▼
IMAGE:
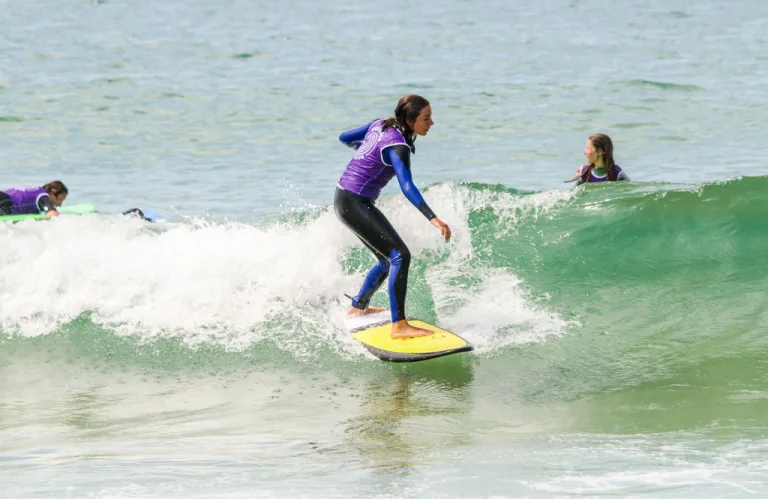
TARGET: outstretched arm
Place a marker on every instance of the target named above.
(353, 138)
(622, 176)
(400, 158)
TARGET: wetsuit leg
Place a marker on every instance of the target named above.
(369, 224)
(373, 280)
(6, 204)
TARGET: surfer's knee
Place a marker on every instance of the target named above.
(400, 257)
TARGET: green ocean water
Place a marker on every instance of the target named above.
(619, 330)
(620, 339)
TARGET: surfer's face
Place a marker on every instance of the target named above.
(58, 198)
(591, 153)
(423, 122)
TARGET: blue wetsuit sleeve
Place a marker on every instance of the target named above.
(622, 176)
(399, 157)
(353, 138)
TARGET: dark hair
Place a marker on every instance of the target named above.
(55, 188)
(408, 109)
(602, 142)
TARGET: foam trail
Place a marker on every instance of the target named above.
(234, 284)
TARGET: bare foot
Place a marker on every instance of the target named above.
(401, 330)
(353, 312)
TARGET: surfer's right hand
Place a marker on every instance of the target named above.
(444, 229)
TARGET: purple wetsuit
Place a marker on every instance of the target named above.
(28, 200)
(381, 155)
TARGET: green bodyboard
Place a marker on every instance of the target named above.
(74, 209)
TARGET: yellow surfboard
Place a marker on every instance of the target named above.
(378, 340)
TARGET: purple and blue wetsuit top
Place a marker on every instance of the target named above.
(29, 200)
(381, 154)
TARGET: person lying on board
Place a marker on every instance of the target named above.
(33, 200)
(600, 165)
(383, 151)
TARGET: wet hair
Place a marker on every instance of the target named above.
(55, 188)
(408, 109)
(602, 142)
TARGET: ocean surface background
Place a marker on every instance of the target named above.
(620, 330)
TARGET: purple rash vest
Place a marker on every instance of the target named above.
(368, 172)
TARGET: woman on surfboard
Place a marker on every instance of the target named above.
(600, 165)
(25, 200)
(384, 150)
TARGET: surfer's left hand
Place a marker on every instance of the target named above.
(444, 229)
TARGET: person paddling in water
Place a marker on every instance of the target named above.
(26, 200)
(600, 167)
(384, 150)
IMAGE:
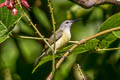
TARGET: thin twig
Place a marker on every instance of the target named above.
(81, 42)
(34, 25)
(80, 71)
(53, 24)
(28, 37)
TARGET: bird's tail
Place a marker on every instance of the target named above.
(39, 58)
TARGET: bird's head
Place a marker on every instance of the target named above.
(67, 24)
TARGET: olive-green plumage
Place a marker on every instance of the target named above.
(63, 35)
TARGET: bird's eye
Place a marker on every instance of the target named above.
(67, 22)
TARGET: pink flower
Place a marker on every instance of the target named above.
(25, 3)
(14, 11)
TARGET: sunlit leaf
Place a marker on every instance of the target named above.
(7, 22)
(107, 39)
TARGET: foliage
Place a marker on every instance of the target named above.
(97, 57)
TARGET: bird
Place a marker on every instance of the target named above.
(62, 36)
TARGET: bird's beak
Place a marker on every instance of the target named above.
(75, 20)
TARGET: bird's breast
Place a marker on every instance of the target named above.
(63, 40)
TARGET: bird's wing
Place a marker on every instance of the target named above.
(59, 34)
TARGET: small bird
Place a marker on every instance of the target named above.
(62, 36)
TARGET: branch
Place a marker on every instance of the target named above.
(53, 24)
(90, 3)
(79, 43)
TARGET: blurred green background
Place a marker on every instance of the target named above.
(17, 56)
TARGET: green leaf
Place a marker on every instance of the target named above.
(7, 22)
(117, 33)
(41, 17)
(90, 45)
(107, 39)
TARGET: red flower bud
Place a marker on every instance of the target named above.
(2, 5)
(14, 11)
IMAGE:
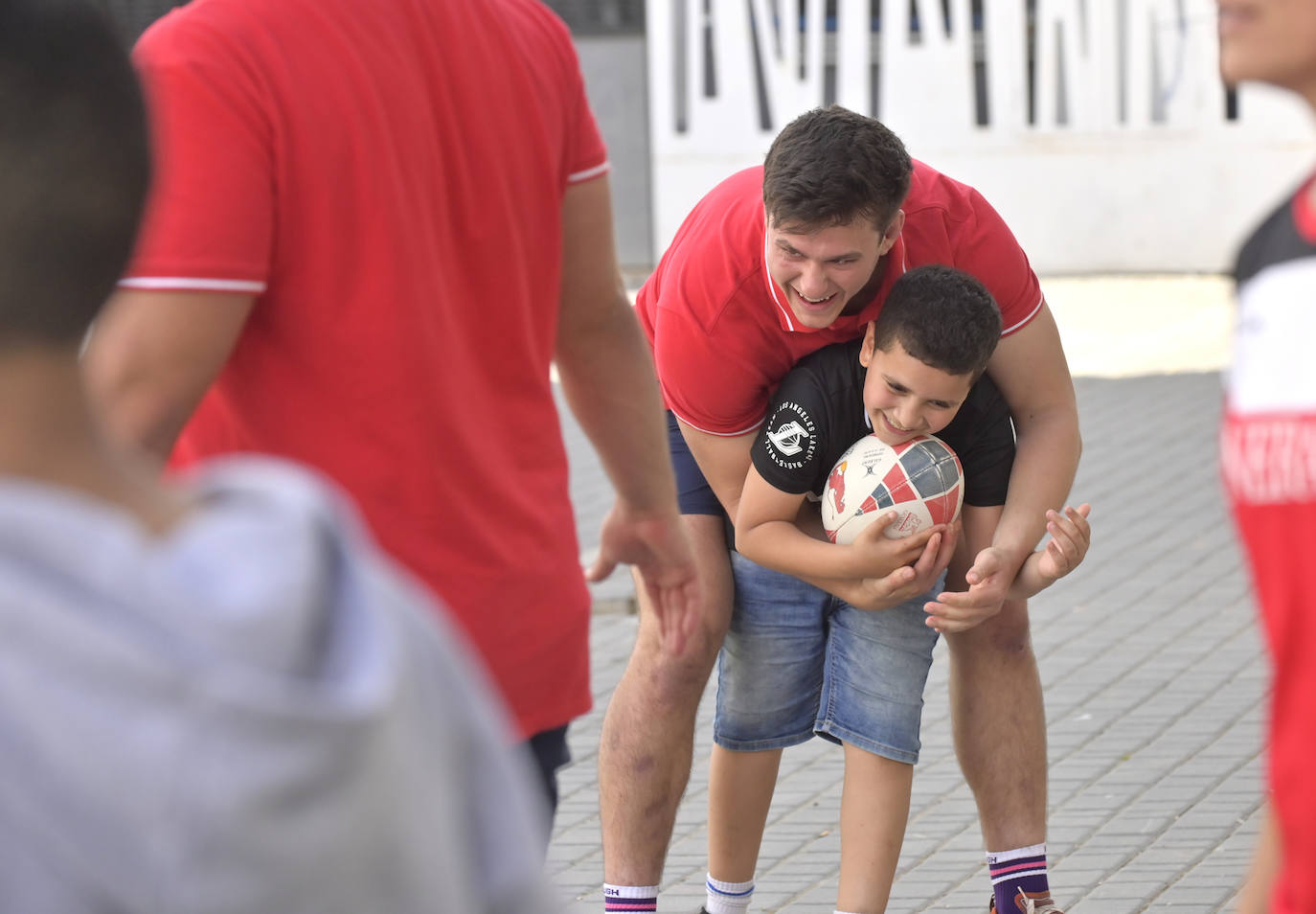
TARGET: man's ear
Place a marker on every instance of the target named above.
(869, 344)
(889, 238)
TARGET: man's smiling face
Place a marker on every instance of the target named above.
(820, 270)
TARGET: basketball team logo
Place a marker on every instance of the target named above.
(791, 439)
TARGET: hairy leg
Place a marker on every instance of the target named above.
(649, 728)
(739, 793)
(1000, 727)
(874, 811)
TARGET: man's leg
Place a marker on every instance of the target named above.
(1000, 739)
(647, 731)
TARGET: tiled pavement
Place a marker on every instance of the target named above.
(1153, 677)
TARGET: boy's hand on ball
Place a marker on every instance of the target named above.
(910, 581)
(876, 555)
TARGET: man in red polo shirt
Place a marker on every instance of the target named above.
(374, 224)
(773, 263)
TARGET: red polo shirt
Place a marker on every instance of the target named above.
(721, 331)
(387, 178)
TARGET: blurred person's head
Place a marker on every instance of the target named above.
(833, 183)
(74, 168)
(1269, 41)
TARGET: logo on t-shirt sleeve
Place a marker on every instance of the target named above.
(791, 436)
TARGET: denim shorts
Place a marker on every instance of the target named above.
(798, 661)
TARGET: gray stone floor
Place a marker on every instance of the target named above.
(1153, 675)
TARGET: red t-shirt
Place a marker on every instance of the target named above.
(1269, 465)
(389, 178)
(721, 331)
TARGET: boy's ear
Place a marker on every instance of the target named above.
(869, 345)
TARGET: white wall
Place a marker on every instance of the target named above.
(1129, 165)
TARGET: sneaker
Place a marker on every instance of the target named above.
(1034, 903)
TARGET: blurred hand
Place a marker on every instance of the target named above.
(657, 545)
(1070, 538)
(988, 583)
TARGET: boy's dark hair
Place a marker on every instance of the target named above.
(830, 166)
(942, 316)
(74, 168)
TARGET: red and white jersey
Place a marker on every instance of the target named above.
(721, 331)
(1269, 465)
(387, 178)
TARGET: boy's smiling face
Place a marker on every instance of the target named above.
(905, 397)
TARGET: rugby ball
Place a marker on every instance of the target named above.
(921, 480)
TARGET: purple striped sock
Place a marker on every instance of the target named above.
(1017, 871)
(629, 899)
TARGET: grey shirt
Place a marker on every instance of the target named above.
(254, 714)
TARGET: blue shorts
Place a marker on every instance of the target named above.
(798, 661)
(693, 494)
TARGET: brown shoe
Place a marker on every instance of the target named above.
(1031, 903)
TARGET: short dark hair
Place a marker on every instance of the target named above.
(74, 166)
(830, 166)
(942, 316)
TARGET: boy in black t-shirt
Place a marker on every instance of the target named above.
(799, 661)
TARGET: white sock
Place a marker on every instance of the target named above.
(728, 897)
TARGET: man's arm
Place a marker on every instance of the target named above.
(1031, 370)
(151, 355)
(608, 380)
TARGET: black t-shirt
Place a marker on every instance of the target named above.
(817, 414)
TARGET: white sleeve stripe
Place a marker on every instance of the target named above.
(588, 172)
(1031, 315)
(721, 435)
(193, 284)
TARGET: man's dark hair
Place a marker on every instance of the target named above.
(830, 166)
(942, 316)
(74, 168)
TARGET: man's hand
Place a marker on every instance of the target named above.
(657, 545)
(988, 583)
(1070, 538)
(910, 581)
▲
*Work task*
Each line from the first line of the data above through the one containing "TARGET: foam trail" must be set down exactly; the pictures must not be.

*Exercise result*
IMAGE:
TARGET: outstretched arm
Place a marker on every instance of the target named above.
(353, 138)
(622, 176)
(400, 158)
TARGET: wetsuit leg
Place a marker on every instance of the target named above.
(369, 224)
(373, 280)
(6, 204)
TARGET: surfer's knee
Place a marker on every instance of the target named above.
(400, 257)
TARGET: green ocean water
Place a marker on every instance of the target named above.
(619, 330)
(620, 339)
TARGET: surfer's face
Place a marker on every instance of the target named above.
(58, 198)
(591, 153)
(423, 122)
TARGET: blue wetsuit sleeve
Place a marker on every instance of the target named above.
(622, 176)
(399, 157)
(353, 138)
TARGET: dark hair
Place a marker on every instance of the target named above.
(55, 188)
(408, 109)
(602, 142)
TARGET: foam trail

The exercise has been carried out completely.